*TASK DETAILS*
Rewrite every line of the rows below as a numbered list, omitting blank lines and leaving out the pictures.

Stored data entries
[BEGIN]

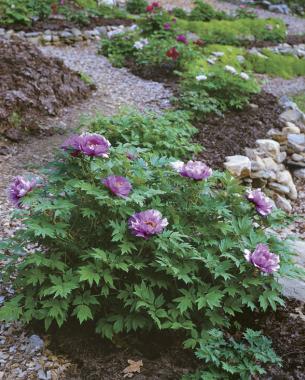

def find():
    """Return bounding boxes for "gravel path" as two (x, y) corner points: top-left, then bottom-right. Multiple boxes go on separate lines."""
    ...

(0, 43), (171, 380)
(0, 14), (305, 380)
(160, 0), (305, 35)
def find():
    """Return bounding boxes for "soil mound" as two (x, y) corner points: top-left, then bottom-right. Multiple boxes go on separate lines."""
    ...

(195, 92), (282, 168)
(0, 39), (91, 141)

[END]

*RESULT*
1. def find():
2.     """Return bounding boxes for "gravel path" as two (x, y) corner points: top-left, then bottom-right. Multiple boxes go on separate lines."""
3.     ...
4. (0, 43), (171, 380)
5. (0, 14), (305, 380)
6. (160, 0), (305, 35)
7. def find():
8.     """Return bounding boxes for "soil mound" as two (x, y) corner points: top-left, then bottom-right. Multiple boxes go on separate lines."""
9.     ...
10. (195, 92), (282, 168)
11. (0, 39), (91, 141)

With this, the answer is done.